Only lines holding "mistakes" are wanted; copy each of them from the records below.

**Stored data entries:**
-=-=-=-=-

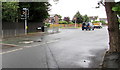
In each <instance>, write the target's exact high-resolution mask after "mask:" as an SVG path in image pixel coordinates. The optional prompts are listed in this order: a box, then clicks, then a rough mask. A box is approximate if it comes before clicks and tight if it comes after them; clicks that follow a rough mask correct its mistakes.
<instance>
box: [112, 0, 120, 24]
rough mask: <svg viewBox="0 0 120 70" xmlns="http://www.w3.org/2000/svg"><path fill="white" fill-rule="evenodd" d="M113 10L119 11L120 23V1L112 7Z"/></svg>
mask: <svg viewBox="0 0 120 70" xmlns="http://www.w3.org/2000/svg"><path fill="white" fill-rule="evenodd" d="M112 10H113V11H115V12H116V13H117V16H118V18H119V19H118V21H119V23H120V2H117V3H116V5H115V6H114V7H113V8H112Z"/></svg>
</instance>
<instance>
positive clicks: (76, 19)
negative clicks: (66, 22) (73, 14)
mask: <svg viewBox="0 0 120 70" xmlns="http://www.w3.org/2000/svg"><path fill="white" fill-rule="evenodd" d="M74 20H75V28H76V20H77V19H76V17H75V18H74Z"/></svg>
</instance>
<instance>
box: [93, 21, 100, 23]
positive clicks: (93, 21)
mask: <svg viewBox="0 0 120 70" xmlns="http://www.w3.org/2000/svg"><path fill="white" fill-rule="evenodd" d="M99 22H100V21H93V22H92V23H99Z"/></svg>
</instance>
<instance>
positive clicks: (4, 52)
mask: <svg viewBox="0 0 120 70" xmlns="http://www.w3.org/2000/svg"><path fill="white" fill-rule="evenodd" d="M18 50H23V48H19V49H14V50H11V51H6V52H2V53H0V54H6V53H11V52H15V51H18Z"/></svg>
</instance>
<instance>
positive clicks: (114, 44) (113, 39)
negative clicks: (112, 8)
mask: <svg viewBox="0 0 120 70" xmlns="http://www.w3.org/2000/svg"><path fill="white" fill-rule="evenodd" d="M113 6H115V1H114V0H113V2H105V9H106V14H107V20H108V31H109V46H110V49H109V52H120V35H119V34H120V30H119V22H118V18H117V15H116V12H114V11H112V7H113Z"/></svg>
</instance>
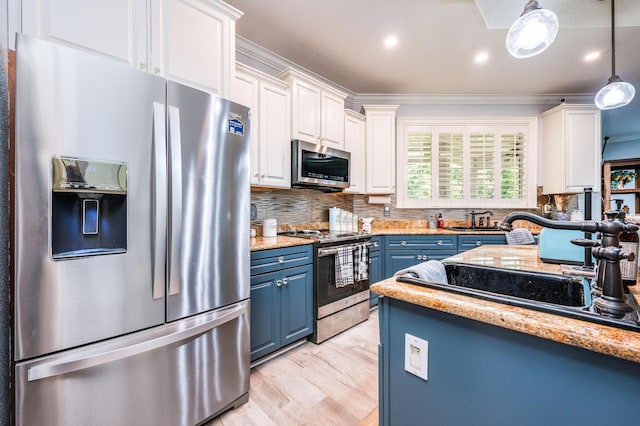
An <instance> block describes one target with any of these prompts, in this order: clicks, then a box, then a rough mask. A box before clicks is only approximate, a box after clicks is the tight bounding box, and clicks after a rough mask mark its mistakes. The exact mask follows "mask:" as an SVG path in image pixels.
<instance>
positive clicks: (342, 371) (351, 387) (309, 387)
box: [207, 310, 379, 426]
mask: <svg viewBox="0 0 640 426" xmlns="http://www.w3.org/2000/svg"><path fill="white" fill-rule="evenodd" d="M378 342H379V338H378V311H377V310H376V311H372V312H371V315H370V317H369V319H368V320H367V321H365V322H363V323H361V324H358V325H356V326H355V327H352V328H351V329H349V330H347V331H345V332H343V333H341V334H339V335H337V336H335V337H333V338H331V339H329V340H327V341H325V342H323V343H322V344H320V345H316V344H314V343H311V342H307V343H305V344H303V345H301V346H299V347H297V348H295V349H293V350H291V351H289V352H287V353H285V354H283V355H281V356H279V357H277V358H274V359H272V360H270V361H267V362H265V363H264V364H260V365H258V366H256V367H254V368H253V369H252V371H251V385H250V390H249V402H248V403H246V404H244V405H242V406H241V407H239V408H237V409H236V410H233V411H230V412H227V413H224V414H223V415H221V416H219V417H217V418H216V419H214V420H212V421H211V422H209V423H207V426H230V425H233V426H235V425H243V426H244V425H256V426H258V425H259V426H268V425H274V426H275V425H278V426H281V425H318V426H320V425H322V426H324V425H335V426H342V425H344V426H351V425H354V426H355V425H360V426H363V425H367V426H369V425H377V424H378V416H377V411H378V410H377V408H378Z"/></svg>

-=-=-=-=-

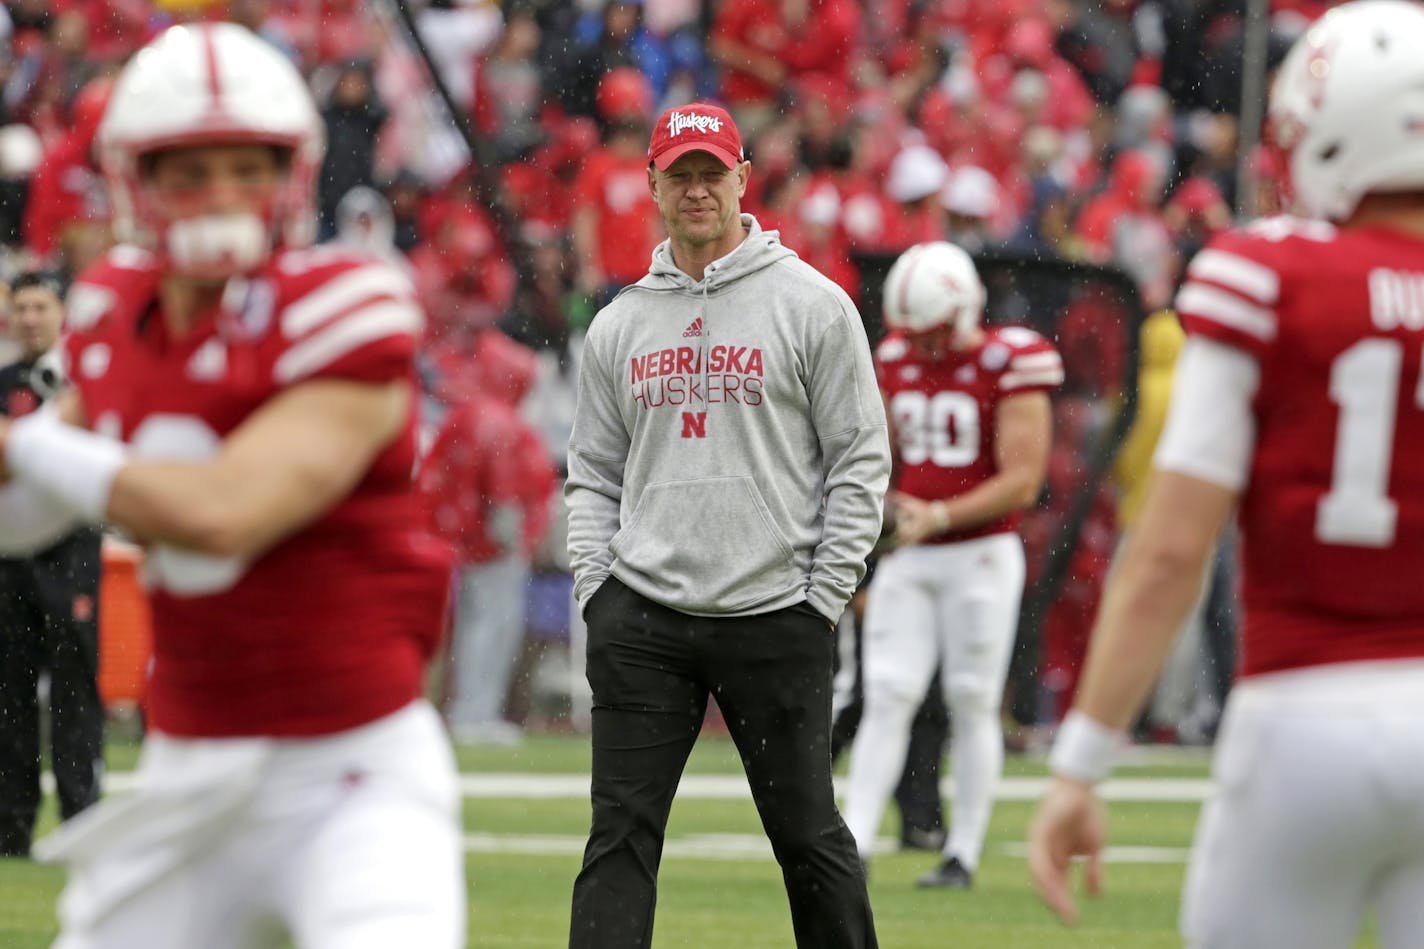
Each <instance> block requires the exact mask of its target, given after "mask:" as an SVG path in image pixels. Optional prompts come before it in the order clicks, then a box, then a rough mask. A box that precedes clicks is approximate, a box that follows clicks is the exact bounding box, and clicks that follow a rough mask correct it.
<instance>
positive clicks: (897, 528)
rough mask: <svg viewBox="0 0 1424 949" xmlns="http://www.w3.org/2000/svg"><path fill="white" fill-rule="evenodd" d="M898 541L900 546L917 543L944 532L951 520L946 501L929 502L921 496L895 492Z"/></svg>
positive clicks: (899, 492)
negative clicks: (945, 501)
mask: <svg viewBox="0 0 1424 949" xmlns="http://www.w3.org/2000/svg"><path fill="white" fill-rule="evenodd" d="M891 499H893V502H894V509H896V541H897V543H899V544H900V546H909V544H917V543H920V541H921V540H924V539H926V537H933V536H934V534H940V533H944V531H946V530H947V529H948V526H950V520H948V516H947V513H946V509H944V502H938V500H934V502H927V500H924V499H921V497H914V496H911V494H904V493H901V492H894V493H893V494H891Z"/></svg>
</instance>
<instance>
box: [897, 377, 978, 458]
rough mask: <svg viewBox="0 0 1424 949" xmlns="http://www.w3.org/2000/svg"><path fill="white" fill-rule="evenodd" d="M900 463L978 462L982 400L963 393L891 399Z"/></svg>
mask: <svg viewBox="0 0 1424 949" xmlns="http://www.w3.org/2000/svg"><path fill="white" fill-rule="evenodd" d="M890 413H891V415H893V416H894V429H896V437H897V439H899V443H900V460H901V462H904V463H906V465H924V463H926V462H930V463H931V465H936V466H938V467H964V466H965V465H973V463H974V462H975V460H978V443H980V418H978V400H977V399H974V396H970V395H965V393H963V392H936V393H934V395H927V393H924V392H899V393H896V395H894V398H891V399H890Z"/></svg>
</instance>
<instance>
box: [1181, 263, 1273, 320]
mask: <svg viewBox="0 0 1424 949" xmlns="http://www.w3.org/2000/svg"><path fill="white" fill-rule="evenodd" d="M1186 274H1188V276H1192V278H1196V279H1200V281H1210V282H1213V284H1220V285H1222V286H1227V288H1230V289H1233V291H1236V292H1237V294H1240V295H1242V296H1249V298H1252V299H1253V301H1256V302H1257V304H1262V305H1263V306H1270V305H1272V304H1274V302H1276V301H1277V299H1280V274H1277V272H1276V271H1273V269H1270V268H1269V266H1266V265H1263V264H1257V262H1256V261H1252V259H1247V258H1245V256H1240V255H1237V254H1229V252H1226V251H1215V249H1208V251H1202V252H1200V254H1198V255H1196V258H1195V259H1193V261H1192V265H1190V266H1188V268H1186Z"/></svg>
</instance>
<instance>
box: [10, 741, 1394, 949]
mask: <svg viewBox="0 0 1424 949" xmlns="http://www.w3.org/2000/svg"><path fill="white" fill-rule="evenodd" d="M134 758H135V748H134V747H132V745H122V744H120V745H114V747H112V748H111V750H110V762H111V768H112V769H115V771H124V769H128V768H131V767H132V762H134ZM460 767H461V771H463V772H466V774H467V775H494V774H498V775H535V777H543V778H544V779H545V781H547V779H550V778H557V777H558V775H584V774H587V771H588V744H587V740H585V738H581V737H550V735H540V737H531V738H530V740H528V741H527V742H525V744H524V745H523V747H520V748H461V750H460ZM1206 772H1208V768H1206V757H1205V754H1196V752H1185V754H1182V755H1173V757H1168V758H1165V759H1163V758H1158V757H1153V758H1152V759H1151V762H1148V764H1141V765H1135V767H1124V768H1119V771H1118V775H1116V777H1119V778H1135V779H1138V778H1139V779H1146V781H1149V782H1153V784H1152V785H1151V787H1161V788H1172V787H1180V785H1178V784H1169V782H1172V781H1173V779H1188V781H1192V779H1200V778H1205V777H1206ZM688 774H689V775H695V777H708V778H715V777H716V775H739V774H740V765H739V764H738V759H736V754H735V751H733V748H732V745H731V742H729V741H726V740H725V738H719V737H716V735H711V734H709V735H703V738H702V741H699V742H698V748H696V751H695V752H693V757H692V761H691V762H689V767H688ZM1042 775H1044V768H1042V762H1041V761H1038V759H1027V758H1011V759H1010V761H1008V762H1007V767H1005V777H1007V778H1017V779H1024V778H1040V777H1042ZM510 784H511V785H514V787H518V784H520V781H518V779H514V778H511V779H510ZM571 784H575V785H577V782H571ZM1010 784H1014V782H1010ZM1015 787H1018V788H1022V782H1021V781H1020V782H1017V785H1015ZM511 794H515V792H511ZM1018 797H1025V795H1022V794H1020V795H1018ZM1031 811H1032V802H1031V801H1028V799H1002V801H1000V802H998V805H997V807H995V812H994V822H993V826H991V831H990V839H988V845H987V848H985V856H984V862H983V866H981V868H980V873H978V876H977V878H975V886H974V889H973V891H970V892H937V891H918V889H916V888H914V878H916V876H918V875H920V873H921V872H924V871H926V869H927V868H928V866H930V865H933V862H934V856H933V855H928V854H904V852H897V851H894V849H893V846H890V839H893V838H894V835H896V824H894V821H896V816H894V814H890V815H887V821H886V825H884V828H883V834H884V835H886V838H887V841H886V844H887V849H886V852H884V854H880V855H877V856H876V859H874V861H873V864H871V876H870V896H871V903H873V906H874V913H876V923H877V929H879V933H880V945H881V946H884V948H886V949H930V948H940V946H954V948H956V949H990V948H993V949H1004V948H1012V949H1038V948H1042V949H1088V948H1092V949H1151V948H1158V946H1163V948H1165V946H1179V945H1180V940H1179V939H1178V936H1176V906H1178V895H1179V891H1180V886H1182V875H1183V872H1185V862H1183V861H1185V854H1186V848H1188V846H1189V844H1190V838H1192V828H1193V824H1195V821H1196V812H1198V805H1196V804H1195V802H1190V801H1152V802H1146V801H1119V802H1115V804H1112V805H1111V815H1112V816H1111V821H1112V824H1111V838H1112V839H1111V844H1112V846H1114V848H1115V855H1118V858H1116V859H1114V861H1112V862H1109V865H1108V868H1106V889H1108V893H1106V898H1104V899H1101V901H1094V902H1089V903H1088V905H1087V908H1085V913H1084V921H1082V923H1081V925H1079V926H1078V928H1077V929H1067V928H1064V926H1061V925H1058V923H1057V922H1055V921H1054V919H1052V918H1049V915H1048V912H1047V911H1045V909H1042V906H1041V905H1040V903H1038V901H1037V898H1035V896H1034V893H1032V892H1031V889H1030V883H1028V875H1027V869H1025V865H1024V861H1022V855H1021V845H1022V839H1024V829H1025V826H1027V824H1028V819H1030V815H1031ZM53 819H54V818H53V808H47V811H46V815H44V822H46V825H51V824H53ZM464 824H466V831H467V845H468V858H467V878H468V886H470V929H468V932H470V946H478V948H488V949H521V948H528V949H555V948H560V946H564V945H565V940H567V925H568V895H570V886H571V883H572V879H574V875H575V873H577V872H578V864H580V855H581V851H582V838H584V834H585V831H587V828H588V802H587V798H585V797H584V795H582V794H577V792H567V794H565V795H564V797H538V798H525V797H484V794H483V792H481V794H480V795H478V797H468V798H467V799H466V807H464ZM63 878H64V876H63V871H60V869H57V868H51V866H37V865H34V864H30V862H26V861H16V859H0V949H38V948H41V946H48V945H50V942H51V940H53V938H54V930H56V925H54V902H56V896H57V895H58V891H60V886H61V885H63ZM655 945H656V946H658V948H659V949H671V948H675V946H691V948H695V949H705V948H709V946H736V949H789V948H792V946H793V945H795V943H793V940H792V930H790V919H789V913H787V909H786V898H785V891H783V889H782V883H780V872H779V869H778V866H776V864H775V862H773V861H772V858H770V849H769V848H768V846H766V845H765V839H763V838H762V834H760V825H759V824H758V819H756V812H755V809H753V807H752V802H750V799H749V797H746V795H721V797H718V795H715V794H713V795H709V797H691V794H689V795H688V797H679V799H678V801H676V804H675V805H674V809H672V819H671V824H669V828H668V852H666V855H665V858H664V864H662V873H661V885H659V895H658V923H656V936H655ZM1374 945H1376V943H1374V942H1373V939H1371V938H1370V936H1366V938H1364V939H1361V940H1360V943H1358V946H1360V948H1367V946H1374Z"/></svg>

-=-=-=-=-

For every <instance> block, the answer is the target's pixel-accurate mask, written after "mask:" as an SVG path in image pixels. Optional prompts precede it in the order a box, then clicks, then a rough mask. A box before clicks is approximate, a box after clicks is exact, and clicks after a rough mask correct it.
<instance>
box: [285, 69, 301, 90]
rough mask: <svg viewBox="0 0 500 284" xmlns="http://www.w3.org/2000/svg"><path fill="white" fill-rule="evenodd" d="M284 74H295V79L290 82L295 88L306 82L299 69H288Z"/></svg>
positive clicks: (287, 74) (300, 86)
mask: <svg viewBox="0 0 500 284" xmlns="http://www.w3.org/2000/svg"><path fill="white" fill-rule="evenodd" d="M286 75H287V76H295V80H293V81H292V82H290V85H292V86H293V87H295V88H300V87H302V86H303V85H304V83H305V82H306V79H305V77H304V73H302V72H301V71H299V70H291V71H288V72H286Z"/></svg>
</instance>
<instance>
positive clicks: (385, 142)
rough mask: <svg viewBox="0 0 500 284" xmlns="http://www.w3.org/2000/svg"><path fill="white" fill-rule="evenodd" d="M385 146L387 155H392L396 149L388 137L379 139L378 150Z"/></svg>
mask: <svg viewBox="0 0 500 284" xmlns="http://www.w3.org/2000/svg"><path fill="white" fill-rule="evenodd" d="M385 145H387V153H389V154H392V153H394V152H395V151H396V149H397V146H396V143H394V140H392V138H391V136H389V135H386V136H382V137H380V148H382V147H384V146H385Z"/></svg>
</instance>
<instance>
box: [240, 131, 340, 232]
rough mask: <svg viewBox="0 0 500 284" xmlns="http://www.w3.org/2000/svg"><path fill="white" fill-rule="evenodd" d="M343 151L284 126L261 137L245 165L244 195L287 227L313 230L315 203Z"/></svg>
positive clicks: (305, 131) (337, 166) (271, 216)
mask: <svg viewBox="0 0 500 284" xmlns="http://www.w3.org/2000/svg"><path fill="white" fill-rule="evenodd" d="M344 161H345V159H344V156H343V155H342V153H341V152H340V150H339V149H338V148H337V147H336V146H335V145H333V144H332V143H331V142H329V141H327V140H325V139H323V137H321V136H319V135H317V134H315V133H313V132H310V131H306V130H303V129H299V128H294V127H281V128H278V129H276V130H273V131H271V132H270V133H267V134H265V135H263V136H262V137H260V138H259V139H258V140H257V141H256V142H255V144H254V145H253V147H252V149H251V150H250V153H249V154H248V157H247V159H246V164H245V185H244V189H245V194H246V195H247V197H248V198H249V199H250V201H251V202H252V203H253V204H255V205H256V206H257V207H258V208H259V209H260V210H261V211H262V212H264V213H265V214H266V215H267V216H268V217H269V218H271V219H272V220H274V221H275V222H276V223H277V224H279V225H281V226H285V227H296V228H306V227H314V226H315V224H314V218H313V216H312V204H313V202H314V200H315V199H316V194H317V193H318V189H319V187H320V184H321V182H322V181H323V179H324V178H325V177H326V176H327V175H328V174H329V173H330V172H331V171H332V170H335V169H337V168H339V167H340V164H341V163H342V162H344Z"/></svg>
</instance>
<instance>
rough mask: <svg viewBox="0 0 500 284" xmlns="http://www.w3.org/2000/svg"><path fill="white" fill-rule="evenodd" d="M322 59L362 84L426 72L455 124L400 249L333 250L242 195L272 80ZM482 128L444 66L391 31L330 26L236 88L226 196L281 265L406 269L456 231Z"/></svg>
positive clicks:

-=-=-=-=-

**Output:**
In each <instance>, write the target's exact high-resolution mask after "mask:" as an SVG path in image pixel coordinates. The optional prompts are listed in this order: a box, then clicks, then a rough mask. A box is approximate if it comes before clicks and tight if it comes after them; clicks that follow a rough mask correct its mistakes.
An <instance> block describes one target with any of these prompts, in this order: clicks, then a box, then a rough mask. A box before clicks is only approximate, a box after clicks is the tight bounding box, and clicks after a rough mask mark its mistakes. The exact mask follows "mask:" as an SVG path in image pixels.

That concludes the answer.